→ Brief:
Output every record below exactly.

→ Source material:
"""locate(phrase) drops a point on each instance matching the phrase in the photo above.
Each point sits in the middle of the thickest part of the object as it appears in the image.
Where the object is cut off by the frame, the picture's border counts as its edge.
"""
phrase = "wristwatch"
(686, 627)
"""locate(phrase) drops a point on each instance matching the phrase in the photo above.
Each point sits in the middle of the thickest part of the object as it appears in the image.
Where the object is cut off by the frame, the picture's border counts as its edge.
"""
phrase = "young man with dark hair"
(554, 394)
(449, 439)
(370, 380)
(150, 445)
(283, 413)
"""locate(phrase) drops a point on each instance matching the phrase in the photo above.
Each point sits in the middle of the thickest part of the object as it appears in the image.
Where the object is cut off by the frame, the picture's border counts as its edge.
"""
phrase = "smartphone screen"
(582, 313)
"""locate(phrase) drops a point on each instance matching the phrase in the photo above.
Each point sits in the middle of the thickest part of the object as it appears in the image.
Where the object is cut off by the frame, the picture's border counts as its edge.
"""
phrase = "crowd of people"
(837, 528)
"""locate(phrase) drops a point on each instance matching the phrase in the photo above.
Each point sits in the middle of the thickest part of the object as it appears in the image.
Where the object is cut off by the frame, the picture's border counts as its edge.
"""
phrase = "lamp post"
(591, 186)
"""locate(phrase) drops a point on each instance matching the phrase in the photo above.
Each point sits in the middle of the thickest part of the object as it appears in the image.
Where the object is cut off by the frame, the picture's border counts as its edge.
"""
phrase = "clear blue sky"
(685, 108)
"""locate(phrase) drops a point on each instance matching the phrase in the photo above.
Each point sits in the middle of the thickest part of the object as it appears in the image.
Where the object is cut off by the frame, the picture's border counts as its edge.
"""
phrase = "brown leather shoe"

→ Solution to this exercise:
"""locate(phrase) drops a point on each instance matching the phrase in the photo above.
Each point sits in the middle of the thickest part of the object as it appears in the image.
Where the object is cut off by the frame, the picture's border counts as its edge.
"""
phrase = "wristwatch"
(686, 627)
"""locate(phrase) drops a point on each instance matching the phrase in the photo above.
Each point sits in the middle of the thickest part of the object as it appears in the image.
Where the object is cut off by the frame, the picture's border counts as its edge.
"""
phrase = "young man with dark hair"
(554, 394)
(449, 439)
(370, 380)
(150, 445)
(283, 413)
"""locate(phrase) drops a point on each instance matching the phrase in the photo above.
Each point sits in the middle of the thickest part of the object as it appears in the image.
Where the object is cut off by the frame, the picture's border counts as its edge.
"""
phrase = "smartphone screen"
(582, 313)
"""locate(phrase) drops a point on each instance matching the phrase in the photo above.
Each point sits in the middle of the thickest part of the object as it appears in the image.
Where the object is cut off by the frame, the picture's border counts as its edge.
"""
phrase = "crowd of people"
(837, 528)
"""locate(phrase) drops a point on each instance matching the phrase in the photo above.
Each point sits in the middle of the thickest part of the object as it appears in the image.
Where the object is cut off by the frame, the picture's border counts as its edge.
"""
phrase = "lamp post"
(591, 186)
"""locate(phrase) drops a point on each instance matching the phrase in the photo above.
Each point sits in the middle of the thickest part of the object as it appears in the image.
Where the object is cut off by the frame, the picture's border counts as its edge.
"""
phrase = "clear blue sky"
(685, 108)
"""locate(phrase) drops a point on each instance matching the phrase in the photo above.
Each point sits in the middle of the thickest part of the object as it appears in the image.
Where the object is cut off by the frame, the picture's border counts as its edge.
"""
phrase = "brown leather shoe"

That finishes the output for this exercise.